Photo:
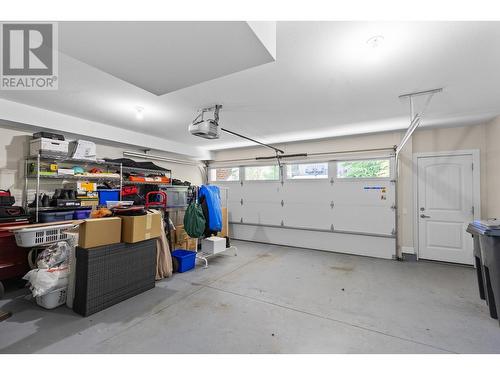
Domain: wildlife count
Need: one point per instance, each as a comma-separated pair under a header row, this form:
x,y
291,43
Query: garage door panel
x,y
262,213
307,215
364,219
310,191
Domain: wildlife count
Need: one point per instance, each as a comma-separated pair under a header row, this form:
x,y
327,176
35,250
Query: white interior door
x,y
445,207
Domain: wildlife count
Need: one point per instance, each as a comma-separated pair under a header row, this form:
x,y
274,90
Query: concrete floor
x,y
273,299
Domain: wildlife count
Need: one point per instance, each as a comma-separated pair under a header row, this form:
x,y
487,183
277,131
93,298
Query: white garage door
x,y
342,206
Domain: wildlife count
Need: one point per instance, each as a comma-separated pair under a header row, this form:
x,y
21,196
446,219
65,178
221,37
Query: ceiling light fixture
x,y
139,113
375,41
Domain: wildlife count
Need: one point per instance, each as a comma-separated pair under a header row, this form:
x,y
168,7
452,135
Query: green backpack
x,y
194,221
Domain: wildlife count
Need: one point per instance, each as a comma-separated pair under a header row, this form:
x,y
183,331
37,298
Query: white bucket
x,y
52,299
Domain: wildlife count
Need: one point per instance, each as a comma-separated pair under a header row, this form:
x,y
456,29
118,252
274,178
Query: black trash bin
x,y
476,233
487,235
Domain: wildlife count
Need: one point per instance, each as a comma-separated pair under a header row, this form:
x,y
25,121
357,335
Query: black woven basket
x,y
107,275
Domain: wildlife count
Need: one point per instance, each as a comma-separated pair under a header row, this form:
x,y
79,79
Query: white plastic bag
x,y
45,280
55,255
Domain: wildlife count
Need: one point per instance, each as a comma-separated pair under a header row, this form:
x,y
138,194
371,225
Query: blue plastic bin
x,y
185,258
108,195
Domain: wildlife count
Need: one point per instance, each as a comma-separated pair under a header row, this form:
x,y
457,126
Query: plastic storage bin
x,y
81,214
52,299
50,217
185,258
106,195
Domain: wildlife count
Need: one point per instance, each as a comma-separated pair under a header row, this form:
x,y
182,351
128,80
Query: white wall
x,y
14,147
484,137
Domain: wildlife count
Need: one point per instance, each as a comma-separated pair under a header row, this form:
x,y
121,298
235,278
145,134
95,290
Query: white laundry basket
x,y
36,236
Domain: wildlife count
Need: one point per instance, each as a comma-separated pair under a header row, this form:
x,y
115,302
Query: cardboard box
x,y
141,228
100,232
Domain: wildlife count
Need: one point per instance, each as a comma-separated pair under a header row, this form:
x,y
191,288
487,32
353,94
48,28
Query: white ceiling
x,y
162,57
326,81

Directions for this task: Each line, beginning at the one that contains "Query: cardboard box" and continuing through the end of the records, must be written out exactly, first and last included.

Reply:
Query: cardboard box
x,y
141,228
100,232
Domain: wildlife count
Need: one point per instance, each as a comma-separated pair under a header row, this form:
x,y
191,288
487,32
353,94
48,28
Query: white ceiling
x,y
162,57
326,81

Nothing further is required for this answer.